═════ 提供テキスト

鉄板の上面から上方へ突出して縦方向へ延びる一対の突条が上部筋の横方向両側に位置するように鉄板に形成され、ラチス筋の下部のうちの突条と交差する部分が鉄板の上面から上方へ離間した状態で突条に溶接されたデッキプレートは、鉄板の突条とラチス筋の下部との溶接箇所が鉄板の上面よりも上方となるから、鉄板の上面のみならず、鉄板の下面に溶接による跡が生じることはない。デッキプレートは、鉄板の下面に溶接痕が生じることはないから、その美観が損なわれることがないのみならず、鉄板の上面および下面おける錆の発生を防ぐことができる。デッキプレートは、突条が鉄板の縦方向の可撓性を抑制するから、鉄板の縦方向の撓みや歪みを防ぐことができ、鉄板と発泡体との剥離を防ぐことができる。このデッキプレートは、鉄骨建造物や鉄筋コンクリート建造物におけるスラブを構築しつつ、発泡体の優れた断熱効果を利用することで、それを鉄骨建造物や鉄筋コンクリート建造物の断熱材として利用することができる。
ラチス筋の下部が鉄板の上面と並行するように横方向外方へ屈曲して突条と二点で交差し、ラチス筋の下部のうちの突条と交差するそれら部分が鉄板の上面から上方へ離間した状態で突条に溶接されたデッキプレートは、ラチス筋の下部のうちの突条と二箇所で交差するそれら部分が突条に溶接されているから、ラチス筋の下部が突条に一箇所で溶接される場合と比較し、鉄板とラチス筋の下部との固定強度を増加させることができる。デッキプレートは、鉄板の突条とラチス筋の下部との溶接箇所が鉄板の上面よりも上方となるから、鉄板の上面のみならず、鉄板の下面に溶接による跡が生じることはない。デッキプレートは、鉄板の下面に溶接痕が生じることはないから、その美観が損なわれることがないのみならず、鉄板の上面および下面おける錆の発生を防ぐことができる。デッキプレートは、突条が鉄板の縦方向の可撓性を抑制するから、鉄板の縦方向の撓みや歪みを防ぐことができ、鉄板と発泡体との剥離を防ぐことができる。このデッキプレートは、鉄骨建造物や鉄筋コンクリート建造物におけるスラブを構築しつつ、発泡体の優れた断熱効果を利用することで、それを鉄骨建造物や鉄筋コンクリート建造物の断熱材として利用することができる。

══════════
═════ データレコード

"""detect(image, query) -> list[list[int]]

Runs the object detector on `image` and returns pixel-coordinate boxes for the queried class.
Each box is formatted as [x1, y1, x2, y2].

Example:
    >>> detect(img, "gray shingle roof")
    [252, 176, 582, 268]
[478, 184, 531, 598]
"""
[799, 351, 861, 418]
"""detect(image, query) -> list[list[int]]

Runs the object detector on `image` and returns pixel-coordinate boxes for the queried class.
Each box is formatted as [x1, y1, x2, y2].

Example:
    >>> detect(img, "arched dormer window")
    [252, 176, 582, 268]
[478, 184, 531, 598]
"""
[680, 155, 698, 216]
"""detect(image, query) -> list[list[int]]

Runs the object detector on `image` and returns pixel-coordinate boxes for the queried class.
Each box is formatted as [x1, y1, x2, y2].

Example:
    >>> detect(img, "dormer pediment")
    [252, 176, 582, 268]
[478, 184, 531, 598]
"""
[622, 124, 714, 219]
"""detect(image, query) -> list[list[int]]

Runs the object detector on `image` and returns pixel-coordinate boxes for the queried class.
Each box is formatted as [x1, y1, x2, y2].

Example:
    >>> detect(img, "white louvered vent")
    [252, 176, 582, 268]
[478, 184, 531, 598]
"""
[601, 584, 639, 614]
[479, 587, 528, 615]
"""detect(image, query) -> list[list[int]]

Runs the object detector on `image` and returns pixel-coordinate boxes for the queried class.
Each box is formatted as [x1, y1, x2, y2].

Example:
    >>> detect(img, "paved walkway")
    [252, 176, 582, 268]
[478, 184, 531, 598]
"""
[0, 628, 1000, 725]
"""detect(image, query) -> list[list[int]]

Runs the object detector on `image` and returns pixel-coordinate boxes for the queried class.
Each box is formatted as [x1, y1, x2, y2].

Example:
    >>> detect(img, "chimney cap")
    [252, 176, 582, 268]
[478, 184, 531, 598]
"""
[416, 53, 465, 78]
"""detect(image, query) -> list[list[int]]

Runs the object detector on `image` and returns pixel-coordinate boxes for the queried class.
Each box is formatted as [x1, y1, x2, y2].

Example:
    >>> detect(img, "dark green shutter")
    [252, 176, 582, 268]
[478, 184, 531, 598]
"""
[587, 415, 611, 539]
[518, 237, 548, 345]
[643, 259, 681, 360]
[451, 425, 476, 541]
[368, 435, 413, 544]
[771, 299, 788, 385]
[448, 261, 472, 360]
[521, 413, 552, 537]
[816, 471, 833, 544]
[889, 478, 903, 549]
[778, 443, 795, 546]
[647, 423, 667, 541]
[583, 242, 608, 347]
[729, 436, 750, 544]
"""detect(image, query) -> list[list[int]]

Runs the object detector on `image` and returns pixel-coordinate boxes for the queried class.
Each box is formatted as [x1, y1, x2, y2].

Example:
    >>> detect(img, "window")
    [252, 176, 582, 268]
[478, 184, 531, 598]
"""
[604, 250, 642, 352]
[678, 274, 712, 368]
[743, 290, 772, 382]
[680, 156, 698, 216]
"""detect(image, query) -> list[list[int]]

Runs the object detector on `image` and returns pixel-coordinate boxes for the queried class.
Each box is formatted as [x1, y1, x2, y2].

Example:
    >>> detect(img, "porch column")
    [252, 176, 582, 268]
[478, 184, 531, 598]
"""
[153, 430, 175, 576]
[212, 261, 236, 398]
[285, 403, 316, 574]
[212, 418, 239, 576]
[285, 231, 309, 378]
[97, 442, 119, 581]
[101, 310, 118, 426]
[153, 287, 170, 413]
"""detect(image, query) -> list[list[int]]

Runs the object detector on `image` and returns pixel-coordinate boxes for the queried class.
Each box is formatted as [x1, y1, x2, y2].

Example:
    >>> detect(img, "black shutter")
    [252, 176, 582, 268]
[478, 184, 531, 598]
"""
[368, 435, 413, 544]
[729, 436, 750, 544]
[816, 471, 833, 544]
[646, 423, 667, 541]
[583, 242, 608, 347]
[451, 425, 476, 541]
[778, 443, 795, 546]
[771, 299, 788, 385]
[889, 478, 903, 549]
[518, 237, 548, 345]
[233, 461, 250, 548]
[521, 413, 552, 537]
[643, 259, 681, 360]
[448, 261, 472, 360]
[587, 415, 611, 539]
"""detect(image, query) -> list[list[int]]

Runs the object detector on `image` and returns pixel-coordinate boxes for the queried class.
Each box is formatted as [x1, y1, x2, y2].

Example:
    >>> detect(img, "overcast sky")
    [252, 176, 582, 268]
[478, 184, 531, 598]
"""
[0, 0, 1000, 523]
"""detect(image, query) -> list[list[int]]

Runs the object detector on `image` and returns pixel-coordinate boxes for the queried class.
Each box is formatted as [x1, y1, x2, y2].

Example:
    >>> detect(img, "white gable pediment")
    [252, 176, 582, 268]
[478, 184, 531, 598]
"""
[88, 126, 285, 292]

══════════

課題: 提供テキストでは、ラチス筋の下部が突条に二箇所で溶接されていることで、一箇所で溶接される場合と比べて何を増加させることができるとしているか。

解答: 鉄板とラチス筋の下部との固定強度。